## WHAT IS NEEDED
Give all the lines below again, exactly, with no pictures.

## start SUPPLIED MATERIAL

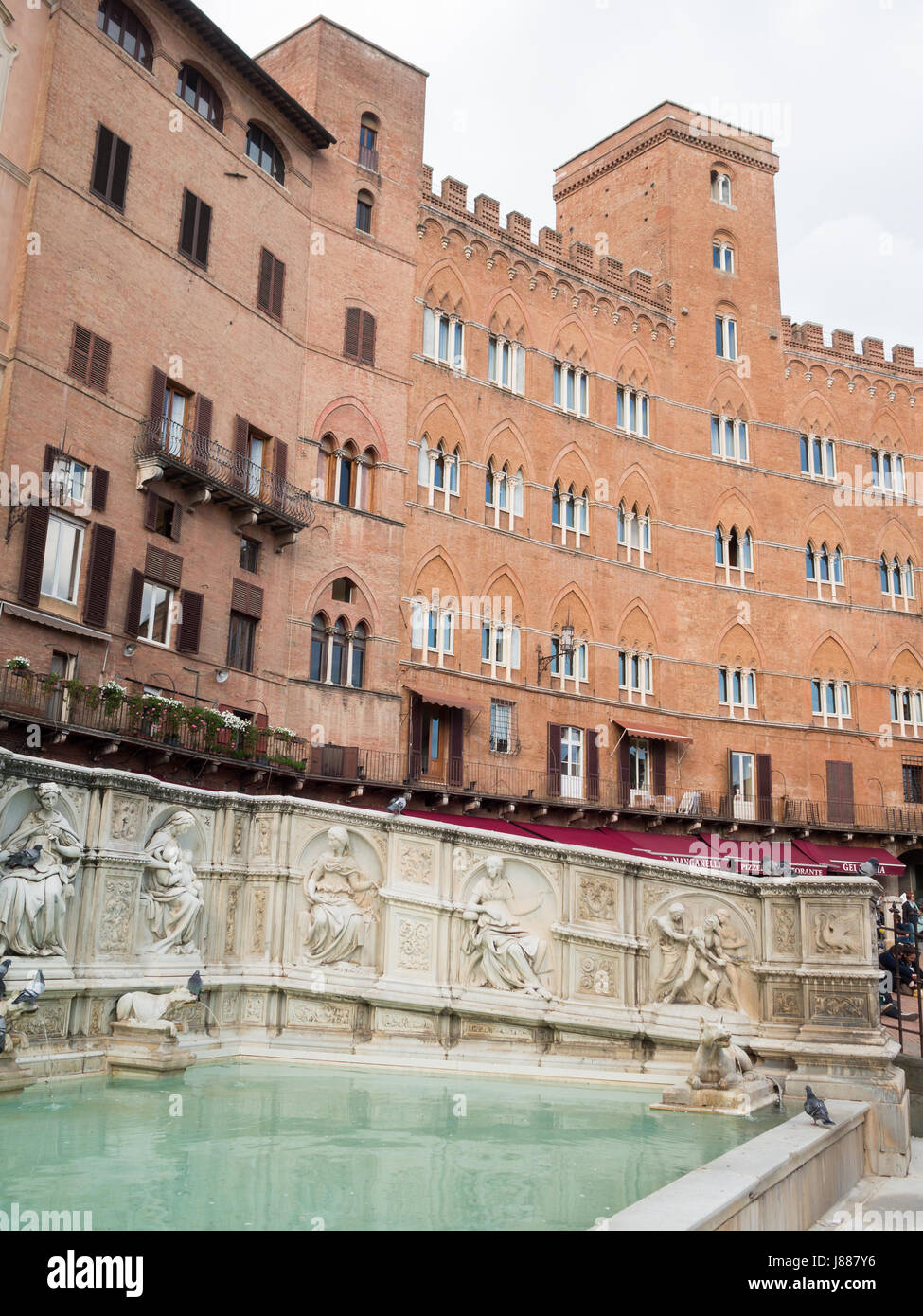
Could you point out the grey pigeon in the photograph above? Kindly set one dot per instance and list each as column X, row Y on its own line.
column 23, row 858
column 32, row 991
column 815, row 1109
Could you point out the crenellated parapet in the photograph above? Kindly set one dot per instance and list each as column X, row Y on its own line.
column 810, row 337
column 602, row 272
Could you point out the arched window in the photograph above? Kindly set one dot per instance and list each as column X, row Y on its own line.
column 263, row 151
column 720, row 187
column 357, row 657
column 369, row 142
column 364, row 205
column 123, row 27
column 196, row 91
column 319, row 648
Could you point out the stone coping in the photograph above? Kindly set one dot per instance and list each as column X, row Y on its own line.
column 703, row 1199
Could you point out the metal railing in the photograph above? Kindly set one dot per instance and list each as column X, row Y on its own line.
column 188, row 728
column 185, row 448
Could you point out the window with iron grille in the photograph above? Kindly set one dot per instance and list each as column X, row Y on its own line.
column 504, row 731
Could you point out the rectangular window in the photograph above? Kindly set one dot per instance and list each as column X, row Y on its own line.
column 157, row 611
column 241, row 641
column 249, row 554
column 110, row 176
column 63, row 549
column 502, row 726
column 195, row 228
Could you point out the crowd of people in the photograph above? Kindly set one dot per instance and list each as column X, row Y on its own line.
column 898, row 958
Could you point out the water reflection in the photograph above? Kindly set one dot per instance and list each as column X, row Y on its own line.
column 261, row 1147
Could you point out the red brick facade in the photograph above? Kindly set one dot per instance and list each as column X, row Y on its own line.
column 575, row 375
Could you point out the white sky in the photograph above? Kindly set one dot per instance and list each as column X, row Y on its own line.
column 519, row 86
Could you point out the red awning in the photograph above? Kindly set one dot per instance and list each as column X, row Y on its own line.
column 649, row 732
column 844, row 860
column 437, row 697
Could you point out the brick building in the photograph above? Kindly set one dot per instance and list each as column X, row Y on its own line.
column 570, row 530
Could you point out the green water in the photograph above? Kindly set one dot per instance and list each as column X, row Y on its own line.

## end SUPPLIED MATERIAL

## IN RESPONSE
Could you point out the grey pigeon in the photograph above? Kindly set one dot per instance and list each as column X, row Y on its own line.
column 23, row 858
column 32, row 991
column 815, row 1109
Could you point out the crenellated parapet in the photograph above? Kindly set one dot per instance and list each as column X, row Y on its own line.
column 810, row 337
column 602, row 272
Could you point out the arched window in the photograph above? Kindly set one dot per instance and list each as column X, row Y on its own line.
column 263, row 151
column 720, row 187
column 357, row 657
column 369, row 142
column 364, row 205
column 123, row 27
column 196, row 91
column 319, row 648
Could you point out the stone coping in the photograph above? Kindly set one dot per instance and list each as column X, row Y on its own line.
column 703, row 1199
Could you point out the metal railing in the photograph above? Kindly set one dot per instance and list each as column X, row Y on its own line.
column 188, row 728
column 185, row 448
Could you point out the window with iron grille in the photograph above? Kindly set one dot per instance and list each as column X, row Y on its own line.
column 504, row 731
Could you point out the rectangular window in the photograph above? Kindly set one dot per instance and list each as column X, row Y on its own line.
column 157, row 611
column 241, row 641
column 249, row 554
column 110, row 176
column 63, row 549
column 502, row 726
column 195, row 228
Could you point out the crowd of people in the photograph above? Kindly set one dot per instance and list each as column X, row Y on its own line.
column 898, row 958
Could you point out the water reflection in the photograph above? Kindly set one dot per instance and list each as column X, row Y on its own line.
column 261, row 1147
Could you point out the red brick facade in the photograph above? Kindly set one dot per instance and list each as column X, row Y on its own line.
column 575, row 375
Could you point out the white sky in the photograph above? Kindly set one dot per instance and list each as column X, row Y on its own line.
column 519, row 86
Could you point out the red awning in the photograph above? Kindly set one dot per instance and list each as column X, row Y on its own line.
column 649, row 732
column 844, row 860
column 437, row 697
Could you point out the brick building in the photograph above? Kindly set one dot per instance and list each as column X, row Y on its own line.
column 570, row 530
Could you point out the green water in the photograph above? Kindly set one dot per instance and list each as column X, row Y on its own line.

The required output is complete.